• TASK INSTRUCTIONS: For each statement marked 1., 2. and 3., state whether it agrees with the book review below, answering yes or no and quoting the words of the review that decide it. 1. The reviewer regards the book as a children's book. 2. Ava Lavender is born with the wings of a bird. 3. Of the two family members named, the reviewer felt most strongly about Emilienne.

Monday, March 9, 2015

Why You Should Read 'The Strange and Beautiful Sorrows of Ava Lavender' (aka You Should Read The Strange and Beautiful Sorrows of Ava Lavender)

People of earth. Human folk. Read this book. 

You will thank me forever. It will make you feel wonder and sorrow and joy and you will get that quiet/screaming/aching feeling that only the best writers can induce. 

1. This is not a children’s book. I can only just about understand its classification as YA - it's just too reductive to make it into a high-school metaphor for 'fitting in'. I think anyone who doesn’t come across or read this because of those genre classifications is missing out.

2. For me, quality-wise, this holds its own with the literary summits of Magical Realism (One Hundred Years of Solitude, Midnight's Children etc.) Obviously it is different in many ways, but it would comfortably sit alongside these on a bookshelf.

3. This book surprised and surprised me again - it was so unexpected and so very welcome. Ava Lavender is narrator and protagonist, in theory, but she does not take centre stage till the end. She is born with the wings of a bird, wings she seeks to hide under a cloak - afraid of being judged. In every other way she is just a girl, a girl with a very interesting and unconventional family.

4. I was equally engaged with the stories of each and every family member - the generations before her. Emilienne and Viviane particularly spoke to me (esp. the latter) - I felt so much for them and became so invested in their lives. It's not often in these 'generational sagas' that I can recall each generation or remain invested in them.

5. Leslye Walton unfolds it all so carefully and poetically that it tugs at your heart the whole way through - and not in any sappy, overbearing or sentimental way. You're explicitly being told a story, and yet nothing feels forced. It's like it's unravelling itself organically. The emotion is subtle and wrapped in the beautiful language and expressions.

Pointing dataset excerpts
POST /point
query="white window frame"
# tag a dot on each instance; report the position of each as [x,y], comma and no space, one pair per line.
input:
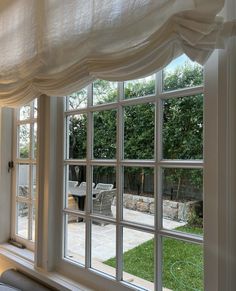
[157,163]
[31,161]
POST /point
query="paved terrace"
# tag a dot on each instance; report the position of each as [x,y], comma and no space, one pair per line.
[104,240]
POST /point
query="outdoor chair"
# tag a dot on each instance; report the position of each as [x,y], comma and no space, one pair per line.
[104,186]
[82,185]
[72,184]
[102,203]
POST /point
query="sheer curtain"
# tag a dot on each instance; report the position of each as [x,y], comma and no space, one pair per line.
[55,47]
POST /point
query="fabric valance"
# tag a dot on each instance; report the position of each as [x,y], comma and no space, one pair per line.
[56,47]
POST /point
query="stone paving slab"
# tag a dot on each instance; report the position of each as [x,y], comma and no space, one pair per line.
[104,237]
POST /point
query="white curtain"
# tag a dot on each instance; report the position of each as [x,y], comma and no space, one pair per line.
[56,47]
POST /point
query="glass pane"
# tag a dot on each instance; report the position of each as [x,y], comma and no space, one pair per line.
[75,238]
[23,180]
[182,265]
[33,222]
[138,258]
[104,247]
[104,192]
[182,73]
[35,108]
[138,195]
[78,99]
[24,141]
[35,129]
[77,127]
[183,199]
[22,220]
[25,112]
[34,181]
[139,87]
[104,92]
[104,141]
[139,125]
[76,187]
[183,128]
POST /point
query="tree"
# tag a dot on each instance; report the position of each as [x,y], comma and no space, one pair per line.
[182,127]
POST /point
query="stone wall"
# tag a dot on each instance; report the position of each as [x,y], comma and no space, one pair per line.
[171,209]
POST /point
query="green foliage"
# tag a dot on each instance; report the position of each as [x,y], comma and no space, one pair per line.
[136,89]
[24,152]
[139,131]
[182,125]
[77,136]
[183,128]
[105,134]
[186,75]
[182,262]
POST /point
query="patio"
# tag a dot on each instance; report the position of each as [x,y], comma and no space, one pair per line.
[106,235]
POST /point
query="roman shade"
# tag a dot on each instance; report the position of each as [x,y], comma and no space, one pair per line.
[56,47]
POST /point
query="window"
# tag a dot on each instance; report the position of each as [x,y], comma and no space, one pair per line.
[133,168]
[25,184]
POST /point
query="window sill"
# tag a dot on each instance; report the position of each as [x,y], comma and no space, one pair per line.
[23,260]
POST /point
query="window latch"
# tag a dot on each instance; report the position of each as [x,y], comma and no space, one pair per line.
[10,166]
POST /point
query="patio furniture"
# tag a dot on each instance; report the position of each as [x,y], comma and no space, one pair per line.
[79,193]
[104,186]
[103,201]
[72,184]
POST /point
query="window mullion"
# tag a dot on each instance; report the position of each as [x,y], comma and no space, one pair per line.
[158,186]
[119,179]
[89,175]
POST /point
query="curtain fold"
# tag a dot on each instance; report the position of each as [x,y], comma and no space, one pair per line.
[56,47]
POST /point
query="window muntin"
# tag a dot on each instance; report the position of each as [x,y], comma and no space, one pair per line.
[154,162]
[25,180]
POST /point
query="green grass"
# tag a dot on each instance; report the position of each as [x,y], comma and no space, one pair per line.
[182,262]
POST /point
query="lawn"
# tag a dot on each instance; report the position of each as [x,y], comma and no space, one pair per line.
[182,263]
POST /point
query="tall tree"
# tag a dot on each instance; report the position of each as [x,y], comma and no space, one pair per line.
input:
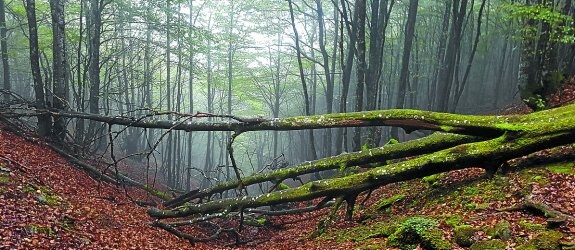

• THE ANSWER:
1. No: "This is not a children’s book."
2. Yes: "She is born with the wings of a bird"
3. No: "Emilienne and Viviane particularly spoke to me (esp. the latter)"